Task: In full and without edits, write out the data that follows.

[Opening Input data section]

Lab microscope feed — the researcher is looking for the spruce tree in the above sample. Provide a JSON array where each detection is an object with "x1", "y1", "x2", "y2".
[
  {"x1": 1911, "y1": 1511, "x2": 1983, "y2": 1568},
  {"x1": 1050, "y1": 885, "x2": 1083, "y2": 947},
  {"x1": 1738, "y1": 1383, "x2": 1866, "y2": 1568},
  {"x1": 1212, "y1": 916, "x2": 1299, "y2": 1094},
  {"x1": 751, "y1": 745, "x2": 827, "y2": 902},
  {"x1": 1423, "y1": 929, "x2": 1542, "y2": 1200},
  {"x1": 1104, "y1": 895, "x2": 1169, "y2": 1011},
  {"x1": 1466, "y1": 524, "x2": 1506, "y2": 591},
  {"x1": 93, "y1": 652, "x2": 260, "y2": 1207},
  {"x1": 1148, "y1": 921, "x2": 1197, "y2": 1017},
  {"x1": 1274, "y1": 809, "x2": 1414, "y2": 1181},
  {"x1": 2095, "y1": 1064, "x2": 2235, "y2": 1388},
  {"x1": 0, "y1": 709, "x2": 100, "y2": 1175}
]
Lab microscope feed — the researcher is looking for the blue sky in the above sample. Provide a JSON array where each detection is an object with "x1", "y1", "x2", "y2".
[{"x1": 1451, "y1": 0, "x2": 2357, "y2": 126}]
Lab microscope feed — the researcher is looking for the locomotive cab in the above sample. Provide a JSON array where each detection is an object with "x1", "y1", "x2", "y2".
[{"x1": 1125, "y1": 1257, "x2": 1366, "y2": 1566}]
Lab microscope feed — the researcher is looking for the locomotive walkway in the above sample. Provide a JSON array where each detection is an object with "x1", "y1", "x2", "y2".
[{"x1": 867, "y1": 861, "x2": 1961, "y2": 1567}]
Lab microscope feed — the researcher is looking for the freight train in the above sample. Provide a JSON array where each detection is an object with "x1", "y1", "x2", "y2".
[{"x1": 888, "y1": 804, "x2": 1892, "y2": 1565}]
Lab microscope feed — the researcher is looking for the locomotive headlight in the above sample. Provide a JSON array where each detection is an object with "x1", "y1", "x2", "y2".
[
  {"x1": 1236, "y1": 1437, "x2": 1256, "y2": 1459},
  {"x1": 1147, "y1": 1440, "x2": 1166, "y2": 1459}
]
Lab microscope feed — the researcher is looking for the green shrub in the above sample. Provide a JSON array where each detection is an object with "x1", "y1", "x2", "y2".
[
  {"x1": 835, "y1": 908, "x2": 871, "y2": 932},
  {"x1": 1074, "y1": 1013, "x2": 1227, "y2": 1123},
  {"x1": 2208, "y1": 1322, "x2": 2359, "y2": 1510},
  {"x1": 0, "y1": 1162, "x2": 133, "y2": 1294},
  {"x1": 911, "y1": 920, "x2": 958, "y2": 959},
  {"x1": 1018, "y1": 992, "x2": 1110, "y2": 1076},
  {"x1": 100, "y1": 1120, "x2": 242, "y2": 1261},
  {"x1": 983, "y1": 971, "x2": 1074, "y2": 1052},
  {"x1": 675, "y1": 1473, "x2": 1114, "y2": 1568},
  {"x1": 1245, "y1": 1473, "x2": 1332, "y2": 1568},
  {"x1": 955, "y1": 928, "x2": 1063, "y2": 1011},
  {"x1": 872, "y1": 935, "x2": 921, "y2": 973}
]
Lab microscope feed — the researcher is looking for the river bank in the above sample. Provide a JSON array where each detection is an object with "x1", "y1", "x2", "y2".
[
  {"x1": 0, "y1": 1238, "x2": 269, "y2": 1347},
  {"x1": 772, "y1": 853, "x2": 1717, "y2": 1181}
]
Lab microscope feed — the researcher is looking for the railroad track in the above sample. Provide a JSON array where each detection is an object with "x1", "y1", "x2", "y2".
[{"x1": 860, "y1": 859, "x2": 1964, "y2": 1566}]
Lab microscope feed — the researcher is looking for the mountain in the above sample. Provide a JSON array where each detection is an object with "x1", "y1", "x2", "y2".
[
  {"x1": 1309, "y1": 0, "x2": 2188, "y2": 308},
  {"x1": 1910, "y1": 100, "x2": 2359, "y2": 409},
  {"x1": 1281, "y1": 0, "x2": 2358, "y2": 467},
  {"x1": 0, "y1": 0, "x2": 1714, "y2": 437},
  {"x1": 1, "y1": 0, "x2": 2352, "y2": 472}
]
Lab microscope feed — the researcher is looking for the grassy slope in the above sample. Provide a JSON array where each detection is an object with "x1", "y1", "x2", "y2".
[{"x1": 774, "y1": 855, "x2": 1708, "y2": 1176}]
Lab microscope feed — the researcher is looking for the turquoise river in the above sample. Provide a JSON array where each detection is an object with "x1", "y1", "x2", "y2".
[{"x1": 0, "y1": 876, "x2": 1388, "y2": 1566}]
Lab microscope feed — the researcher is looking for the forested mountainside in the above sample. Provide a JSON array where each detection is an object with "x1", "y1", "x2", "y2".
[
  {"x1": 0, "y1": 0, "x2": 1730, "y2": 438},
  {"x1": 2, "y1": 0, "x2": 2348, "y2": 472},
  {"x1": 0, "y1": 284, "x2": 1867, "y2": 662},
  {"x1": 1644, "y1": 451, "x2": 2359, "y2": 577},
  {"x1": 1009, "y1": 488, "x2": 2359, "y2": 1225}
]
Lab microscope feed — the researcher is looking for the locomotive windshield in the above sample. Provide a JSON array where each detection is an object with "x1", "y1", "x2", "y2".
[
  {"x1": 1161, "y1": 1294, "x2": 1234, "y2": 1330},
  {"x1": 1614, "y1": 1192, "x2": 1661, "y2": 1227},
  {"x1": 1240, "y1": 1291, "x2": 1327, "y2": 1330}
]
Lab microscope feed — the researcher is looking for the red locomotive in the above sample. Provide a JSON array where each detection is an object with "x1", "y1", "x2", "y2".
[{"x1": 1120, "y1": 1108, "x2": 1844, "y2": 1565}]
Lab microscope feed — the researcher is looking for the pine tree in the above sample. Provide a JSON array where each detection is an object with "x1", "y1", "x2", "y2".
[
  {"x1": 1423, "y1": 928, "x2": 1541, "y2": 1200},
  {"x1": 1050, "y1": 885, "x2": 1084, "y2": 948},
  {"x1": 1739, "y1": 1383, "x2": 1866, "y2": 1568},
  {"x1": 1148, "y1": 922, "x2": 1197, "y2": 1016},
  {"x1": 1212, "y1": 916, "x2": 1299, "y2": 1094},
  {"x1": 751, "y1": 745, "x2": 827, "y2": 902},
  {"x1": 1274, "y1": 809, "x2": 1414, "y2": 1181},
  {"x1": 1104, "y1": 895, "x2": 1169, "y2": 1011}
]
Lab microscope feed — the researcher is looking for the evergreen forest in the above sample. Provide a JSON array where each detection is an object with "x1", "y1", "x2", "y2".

[Closing Input data section]

Output of the task:
Lab microscope feed — the researcher is looking for the spruce tree in the above sample. Provide a JSON array where each detection is an object with "x1", "y1", "x2", "y2".
[
  {"x1": 1911, "y1": 1511, "x2": 1983, "y2": 1568},
  {"x1": 1050, "y1": 885, "x2": 1083, "y2": 947},
  {"x1": 1738, "y1": 1383, "x2": 1866, "y2": 1568},
  {"x1": 1212, "y1": 916, "x2": 1299, "y2": 1094},
  {"x1": 751, "y1": 745, "x2": 827, "y2": 902},
  {"x1": 1423, "y1": 929, "x2": 1542, "y2": 1200},
  {"x1": 1104, "y1": 895, "x2": 1169, "y2": 1011},
  {"x1": 1466, "y1": 524, "x2": 1506, "y2": 591},
  {"x1": 93, "y1": 652, "x2": 260, "y2": 1207},
  {"x1": 1148, "y1": 921, "x2": 1197, "y2": 1017},
  {"x1": 1274, "y1": 809, "x2": 1414, "y2": 1181},
  {"x1": 2095, "y1": 1064, "x2": 2235, "y2": 1388},
  {"x1": 0, "y1": 709, "x2": 100, "y2": 1175}
]
Lab microscope feed — the researcher is looking for the blue sky in the above sample. Provide a JSON array where each detection is an object with "x1", "y1", "x2", "y2".
[{"x1": 1451, "y1": 0, "x2": 2357, "y2": 126}]
Lab microscope feed — the researcher is looking for the locomotive cab in the above sample. Provide a JSON array where each detection is an object with "x1", "y1", "x2", "y2".
[{"x1": 1125, "y1": 1257, "x2": 1366, "y2": 1566}]
Lab microscope feed — the researcher is looking for the locomotive walkway in the above sample. Provide a JSON array where each detection is an object with "x1", "y1", "x2", "y2".
[{"x1": 867, "y1": 861, "x2": 1961, "y2": 1567}]
Lab microscope feed — the researcher is looking for the freight train in the above sample. Provide a JSON array where each detection is an object with "x1", "y1", "x2", "y2".
[{"x1": 888, "y1": 804, "x2": 1892, "y2": 1565}]
Lab microscope feed — the researcher is looking for the locomotive headlight in the above sample. Provide a JSON array where each detection is an object with "x1", "y1", "x2", "y2".
[
  {"x1": 1236, "y1": 1437, "x2": 1256, "y2": 1459},
  {"x1": 1147, "y1": 1440, "x2": 1166, "y2": 1459}
]
Lab microscope feed — the researcher is looking for the green shrub in the above sample. Provide a JSON array where each detection is an object with "x1", "y1", "x2", "y2".
[
  {"x1": 835, "y1": 908, "x2": 871, "y2": 932},
  {"x1": 1074, "y1": 1013, "x2": 1227, "y2": 1123},
  {"x1": 2208, "y1": 1322, "x2": 2359, "y2": 1510},
  {"x1": 0, "y1": 1162, "x2": 133, "y2": 1294},
  {"x1": 911, "y1": 920, "x2": 958, "y2": 959},
  {"x1": 1018, "y1": 992, "x2": 1110, "y2": 1076},
  {"x1": 100, "y1": 1120, "x2": 242, "y2": 1261},
  {"x1": 983, "y1": 971, "x2": 1074, "y2": 1052},
  {"x1": 675, "y1": 1473, "x2": 1114, "y2": 1568},
  {"x1": 1245, "y1": 1473, "x2": 1332, "y2": 1568},
  {"x1": 955, "y1": 928, "x2": 1063, "y2": 1011},
  {"x1": 872, "y1": 935, "x2": 921, "y2": 973}
]
Lab microscope feed — the researcher is looking for the river bank in the above sample. Provide a JSON array where each detection is an object with "x1", "y1", "x2", "y2".
[
  {"x1": 0, "y1": 1238, "x2": 269, "y2": 1347},
  {"x1": 772, "y1": 853, "x2": 1717, "y2": 1181}
]
Lab microscope feed — the researcher is looking for the railroad track in the above sample. Provide a JSON array where each detection is an object with "x1", "y1", "x2", "y2".
[{"x1": 860, "y1": 859, "x2": 1964, "y2": 1566}]
Lab microscope feed — the researcher is looking for the mountain in the above sample. Provide a JSON array where each detection is an object with "x1", "y1", "x2", "y2".
[
  {"x1": 1309, "y1": 0, "x2": 2188, "y2": 308},
  {"x1": 1910, "y1": 100, "x2": 2359, "y2": 409},
  {"x1": 1281, "y1": 0, "x2": 2358, "y2": 467},
  {"x1": 0, "y1": 0, "x2": 1714, "y2": 437},
  {"x1": 1, "y1": 0, "x2": 2352, "y2": 472}
]
Lab microscope feed — the researcher is looking for the grassy slope in the above sample. Provide a JSON array where each detection is an object with "x1", "y1", "x2", "y2".
[{"x1": 774, "y1": 855, "x2": 1708, "y2": 1176}]
Lab microscope feed — the researcher is looking for the turquoise river in the above sample. Provide a JSON array where each detection is an object with "x1", "y1", "x2", "y2".
[{"x1": 0, "y1": 876, "x2": 1388, "y2": 1566}]
Lab microscope feed — the researcher is looking for the forested mountainside in the above sample. Provide a JSON array where each detection is an object with "x1", "y1", "x2", "y2".
[
  {"x1": 0, "y1": 0, "x2": 1730, "y2": 438},
  {"x1": 2, "y1": 0, "x2": 2348, "y2": 472},
  {"x1": 0, "y1": 284, "x2": 1867, "y2": 662},
  {"x1": 1644, "y1": 451, "x2": 2359, "y2": 577},
  {"x1": 1009, "y1": 488, "x2": 2359, "y2": 1225}
]
Lab microscope feed — the researcher is looking for the locomotive windshield in the above sample. Provide a JSON array where each detection is an object with "x1", "y1", "x2", "y2".
[
  {"x1": 1161, "y1": 1294, "x2": 1234, "y2": 1330},
  {"x1": 1614, "y1": 1192, "x2": 1661, "y2": 1227},
  {"x1": 1240, "y1": 1291, "x2": 1327, "y2": 1330}
]
Lab microscope feed — the researcher is looking for the red locomotive in the above sample. Provide a JSON array where each detection is an object with "x1", "y1", "x2", "y2".
[{"x1": 1120, "y1": 1108, "x2": 1844, "y2": 1565}]
Lab microscope feed — the researcher is looking for the pine tree in the above sample. Provide a JSON array where each detection is an object with "x1", "y1", "x2", "y2".
[
  {"x1": 1423, "y1": 928, "x2": 1541, "y2": 1200},
  {"x1": 1050, "y1": 885, "x2": 1084, "y2": 948},
  {"x1": 1739, "y1": 1383, "x2": 1866, "y2": 1568},
  {"x1": 1148, "y1": 922, "x2": 1197, "y2": 1016},
  {"x1": 1212, "y1": 916, "x2": 1299, "y2": 1094},
  {"x1": 751, "y1": 745, "x2": 827, "y2": 902},
  {"x1": 1274, "y1": 809, "x2": 1414, "y2": 1181},
  {"x1": 1104, "y1": 895, "x2": 1169, "y2": 1011}
]
Lab microscope feed — the researcher is looking for the evergreen forest in the above sample. Provide a JSON array where each detection is an object with "x1", "y1", "x2", "y2".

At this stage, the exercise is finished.